**THE INPUT:**
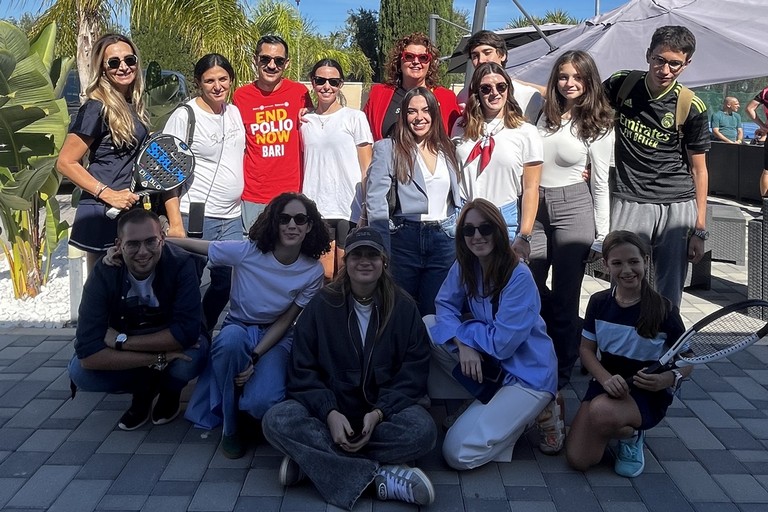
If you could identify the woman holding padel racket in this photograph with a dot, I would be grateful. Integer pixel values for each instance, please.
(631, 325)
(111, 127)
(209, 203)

---

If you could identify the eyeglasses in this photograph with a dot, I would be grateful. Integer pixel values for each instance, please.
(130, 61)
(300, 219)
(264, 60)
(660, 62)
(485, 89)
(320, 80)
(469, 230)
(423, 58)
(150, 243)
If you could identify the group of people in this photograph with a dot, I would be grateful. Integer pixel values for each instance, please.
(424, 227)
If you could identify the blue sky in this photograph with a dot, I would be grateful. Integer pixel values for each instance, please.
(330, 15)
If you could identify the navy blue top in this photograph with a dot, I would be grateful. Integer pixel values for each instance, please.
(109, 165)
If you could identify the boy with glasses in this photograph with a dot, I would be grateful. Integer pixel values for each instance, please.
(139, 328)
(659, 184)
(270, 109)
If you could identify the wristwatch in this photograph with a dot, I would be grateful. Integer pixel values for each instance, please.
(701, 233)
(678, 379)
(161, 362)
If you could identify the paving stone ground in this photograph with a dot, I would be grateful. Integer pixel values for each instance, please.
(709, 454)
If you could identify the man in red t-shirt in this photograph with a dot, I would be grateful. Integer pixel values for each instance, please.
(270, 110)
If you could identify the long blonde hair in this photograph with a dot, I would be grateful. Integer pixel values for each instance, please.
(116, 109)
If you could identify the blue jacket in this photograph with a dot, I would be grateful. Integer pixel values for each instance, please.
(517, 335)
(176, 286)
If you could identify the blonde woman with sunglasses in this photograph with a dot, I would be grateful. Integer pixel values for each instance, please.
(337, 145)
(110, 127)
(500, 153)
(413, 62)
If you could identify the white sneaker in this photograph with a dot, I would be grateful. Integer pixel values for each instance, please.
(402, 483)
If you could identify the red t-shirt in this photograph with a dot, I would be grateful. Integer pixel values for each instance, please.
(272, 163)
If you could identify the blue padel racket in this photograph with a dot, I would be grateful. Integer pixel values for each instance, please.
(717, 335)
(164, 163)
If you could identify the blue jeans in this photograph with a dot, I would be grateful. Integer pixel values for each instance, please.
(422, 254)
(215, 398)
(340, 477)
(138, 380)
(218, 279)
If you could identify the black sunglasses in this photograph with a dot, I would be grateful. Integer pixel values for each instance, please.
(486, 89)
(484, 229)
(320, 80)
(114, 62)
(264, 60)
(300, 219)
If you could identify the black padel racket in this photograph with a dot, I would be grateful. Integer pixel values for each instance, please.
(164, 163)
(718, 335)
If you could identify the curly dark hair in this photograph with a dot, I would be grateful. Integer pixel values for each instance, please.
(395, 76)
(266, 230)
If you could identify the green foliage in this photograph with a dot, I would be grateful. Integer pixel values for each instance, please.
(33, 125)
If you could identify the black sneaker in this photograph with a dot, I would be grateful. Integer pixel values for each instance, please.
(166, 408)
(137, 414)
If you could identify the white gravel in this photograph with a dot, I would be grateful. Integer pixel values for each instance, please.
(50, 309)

...

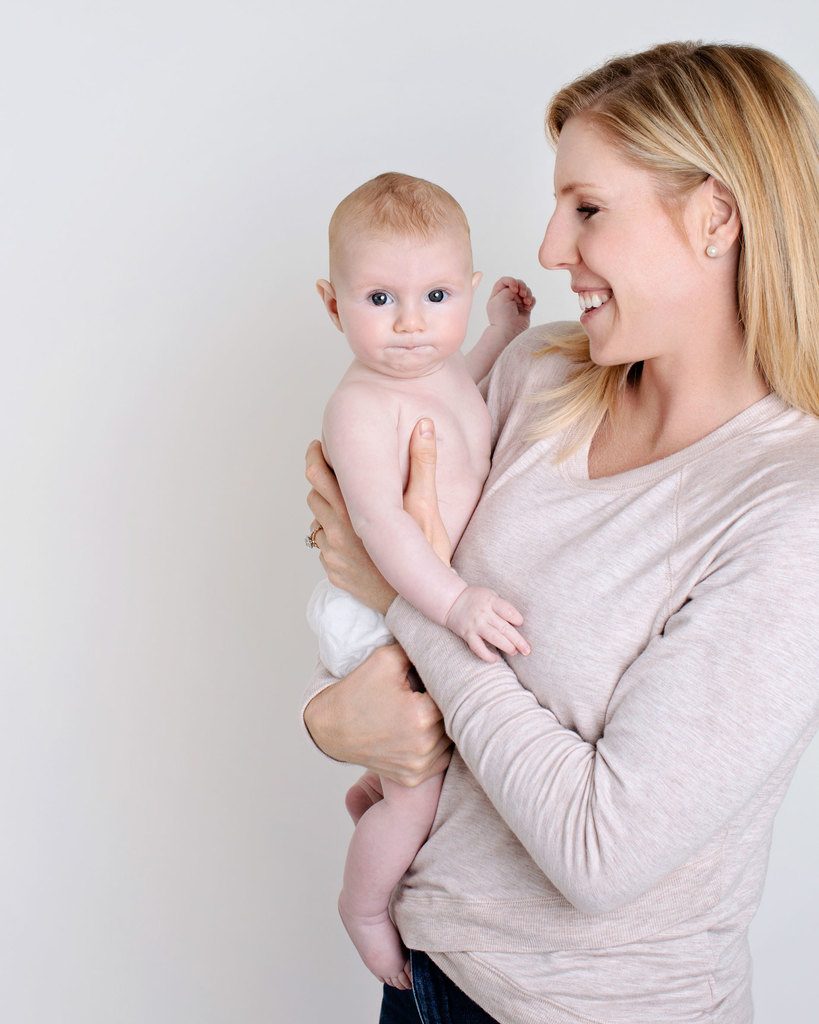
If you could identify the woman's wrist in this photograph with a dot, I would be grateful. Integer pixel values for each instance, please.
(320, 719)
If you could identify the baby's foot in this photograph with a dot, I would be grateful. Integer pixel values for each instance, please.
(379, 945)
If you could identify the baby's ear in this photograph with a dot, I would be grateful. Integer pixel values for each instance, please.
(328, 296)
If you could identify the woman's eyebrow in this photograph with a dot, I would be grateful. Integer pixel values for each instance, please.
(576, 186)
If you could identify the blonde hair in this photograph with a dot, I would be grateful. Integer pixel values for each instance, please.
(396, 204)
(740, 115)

**EXERCISE DESCRIPTION:**
Copy out every line in the records above that contains the word "hair". Case counts.

**EXPECTED OUTPUT:**
If you could identify the long blonde hair in this photograph with a dot, I would be grateful. Integer pixel values for each instance, please.
If you could identify the curly dark hair in this photograph with a dot, I would be grateful. Integer pixel values for each instance, please.
If you could identify the blonde hair in this photograph with a dot, I would be grateful. Integer pixel values for each instance, please.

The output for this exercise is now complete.